━━━ Given text ━━━
Meles said his forces, which entered Somalia in large numbers Saturday, had completed about half their mission.

He said there are only 3,000 to 4,000 Ethiopian troops in Somalia -- "but no more."

Ethiopia sent fighter jets across the border Sunday to help Somalia's U.N.-recognized government push back the Islamists. Ethiopia bombed the country's two main airports and helped government forces capture several villages.

Sheik Sharif Sheik Ahmed, a senior leader of the Islamic group, said he asked his troops to tactically retreat in the face of superior Ethiopian firepower.

"The war is entering a new phase," Ahmed said from Mogadishu. "We will fight Ethiopia for a long, long time and we expect the war to go everyplace."

Ahmed declined to elaborate, but some Islamic leaders have threatened a guerrilla war to include suicide bombings in Addis Ababa. He also accused Ethiopian troops of massacring 50 civilians in the central town of Cadado.

At the United Nations on Tuesday, Francois Lonseny Fall, the U.N. secretary-general's special representative to Somalia, told an emergency meeting of the council on Tuesday that fighting has expanded across a 400-kilometer (250-mile) wide area, forcing the U.N. to evacuate and halt assistance to two million people in the south and central regions affected by the conflict and recent floods.

"Unless a political settlement is reached through negotiations," Fall said, "Somalia, I am afraid, will face a period of deepening conflict and heightened instability, which would be disastrous for the long-suffering people of Somalia, and could also have serious consequences for the entire region."

The security council failed to agree on a statement and decided to meet again on Wednesday. (Full story)
━━━
**Stated exercise A:**
Copy the records word for word, everything from their first line down to the line containing "543, 521, 573]]", including both of those lines.
The article and the records are unrelated and should be treated as separate material.
━━━ Data in this exercise ━━━
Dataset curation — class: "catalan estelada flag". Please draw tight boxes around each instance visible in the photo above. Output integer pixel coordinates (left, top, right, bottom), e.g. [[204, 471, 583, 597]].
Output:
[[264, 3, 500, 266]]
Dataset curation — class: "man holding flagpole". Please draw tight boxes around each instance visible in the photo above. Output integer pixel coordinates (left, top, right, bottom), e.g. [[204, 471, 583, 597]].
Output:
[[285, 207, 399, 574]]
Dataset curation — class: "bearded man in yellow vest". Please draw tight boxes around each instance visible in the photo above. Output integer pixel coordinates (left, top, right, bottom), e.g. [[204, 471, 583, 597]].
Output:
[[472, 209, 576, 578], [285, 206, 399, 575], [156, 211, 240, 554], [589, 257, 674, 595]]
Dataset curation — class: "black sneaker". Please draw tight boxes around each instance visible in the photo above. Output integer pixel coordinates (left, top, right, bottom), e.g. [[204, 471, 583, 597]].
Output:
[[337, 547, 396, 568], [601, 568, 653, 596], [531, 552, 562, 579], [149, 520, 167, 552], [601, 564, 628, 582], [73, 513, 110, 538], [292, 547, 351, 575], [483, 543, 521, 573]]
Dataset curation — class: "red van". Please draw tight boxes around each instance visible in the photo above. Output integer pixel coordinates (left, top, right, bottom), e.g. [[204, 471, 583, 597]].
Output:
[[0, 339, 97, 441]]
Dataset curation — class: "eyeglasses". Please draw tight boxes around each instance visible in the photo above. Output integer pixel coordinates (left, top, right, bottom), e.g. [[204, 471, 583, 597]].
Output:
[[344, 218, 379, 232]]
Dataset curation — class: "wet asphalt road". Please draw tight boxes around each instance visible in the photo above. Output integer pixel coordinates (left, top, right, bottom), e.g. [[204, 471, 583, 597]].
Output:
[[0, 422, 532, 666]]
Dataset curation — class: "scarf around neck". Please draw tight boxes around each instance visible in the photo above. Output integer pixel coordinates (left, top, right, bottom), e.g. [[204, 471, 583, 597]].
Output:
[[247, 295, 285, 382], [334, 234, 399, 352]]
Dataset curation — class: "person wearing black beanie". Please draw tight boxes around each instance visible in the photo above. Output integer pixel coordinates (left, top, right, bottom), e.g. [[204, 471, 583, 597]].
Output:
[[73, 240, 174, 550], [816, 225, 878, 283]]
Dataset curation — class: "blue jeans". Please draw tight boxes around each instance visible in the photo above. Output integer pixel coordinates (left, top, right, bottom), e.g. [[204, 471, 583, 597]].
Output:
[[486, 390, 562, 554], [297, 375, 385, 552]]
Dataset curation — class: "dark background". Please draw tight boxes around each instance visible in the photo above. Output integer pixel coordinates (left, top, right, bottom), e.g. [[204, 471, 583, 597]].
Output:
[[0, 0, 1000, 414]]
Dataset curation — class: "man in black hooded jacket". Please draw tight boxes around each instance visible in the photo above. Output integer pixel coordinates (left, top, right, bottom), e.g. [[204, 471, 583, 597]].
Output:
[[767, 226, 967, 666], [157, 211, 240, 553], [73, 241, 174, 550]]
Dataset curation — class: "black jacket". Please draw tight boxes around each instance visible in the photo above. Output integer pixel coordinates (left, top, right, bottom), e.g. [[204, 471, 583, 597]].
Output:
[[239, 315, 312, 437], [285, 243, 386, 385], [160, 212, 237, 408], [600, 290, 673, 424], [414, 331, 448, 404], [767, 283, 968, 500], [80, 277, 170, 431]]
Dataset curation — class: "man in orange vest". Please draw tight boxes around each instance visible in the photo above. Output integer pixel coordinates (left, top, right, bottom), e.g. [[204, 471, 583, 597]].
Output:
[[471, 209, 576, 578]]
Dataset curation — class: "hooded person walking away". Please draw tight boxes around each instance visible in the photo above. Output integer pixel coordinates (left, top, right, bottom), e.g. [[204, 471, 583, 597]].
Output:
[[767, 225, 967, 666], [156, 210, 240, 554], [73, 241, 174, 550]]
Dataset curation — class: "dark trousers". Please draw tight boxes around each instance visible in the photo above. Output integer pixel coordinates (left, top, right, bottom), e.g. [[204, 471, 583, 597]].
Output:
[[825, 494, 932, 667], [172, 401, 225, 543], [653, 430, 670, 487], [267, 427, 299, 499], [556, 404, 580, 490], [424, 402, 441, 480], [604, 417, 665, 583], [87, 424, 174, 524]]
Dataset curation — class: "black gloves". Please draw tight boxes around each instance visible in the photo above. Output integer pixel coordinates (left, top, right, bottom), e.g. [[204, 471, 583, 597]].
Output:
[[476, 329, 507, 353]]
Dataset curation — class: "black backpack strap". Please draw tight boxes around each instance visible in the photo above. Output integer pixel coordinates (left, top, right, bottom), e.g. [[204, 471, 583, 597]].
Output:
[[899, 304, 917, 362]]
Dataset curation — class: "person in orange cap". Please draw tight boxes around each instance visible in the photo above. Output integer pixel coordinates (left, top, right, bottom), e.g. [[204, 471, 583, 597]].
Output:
━━━
**Stated exercise B:**
According to the article, how many Ethiopian troops did Meles say were in Somalia?

**Full solution A:**
Dataset curation — class: "catalan estelada flag". Please draw tight boxes around each instance visible in the photo above. Output integer pixel coordinates (left, top, right, bottom), e.g. [[204, 471, 583, 597]].
Output:
[[264, 3, 500, 266]]
Dataset curation — class: "man holding flagpole". Please draw tight boxes around each instance visible in the photo above. Output integer pixel coordinates (left, top, right, bottom), e.g. [[204, 471, 583, 597]].
Output:
[[285, 207, 399, 574]]
Dataset curation — class: "bearded man in yellow vest". Please draw tight boxes around each instance visible in the photo above. Output integer pixel coordinates (left, top, right, bottom), e.g. [[204, 471, 583, 597]].
Output:
[[472, 209, 576, 578], [285, 206, 399, 575], [156, 211, 240, 554], [589, 257, 674, 595]]
Dataset curation — class: "black sneaker". Please draw tight boxes around each instance visible in the photo above. Output integer pixel coordinates (left, top, right, bottom), e.g. [[204, 471, 583, 597]].
Output:
[[337, 547, 396, 568], [601, 568, 653, 596], [531, 552, 562, 579], [149, 520, 167, 552], [601, 564, 628, 582], [73, 513, 110, 538], [292, 547, 351, 575], [483, 543, 521, 573]]

**Full solution B:**
Only 3,000 to 4,000, and no more.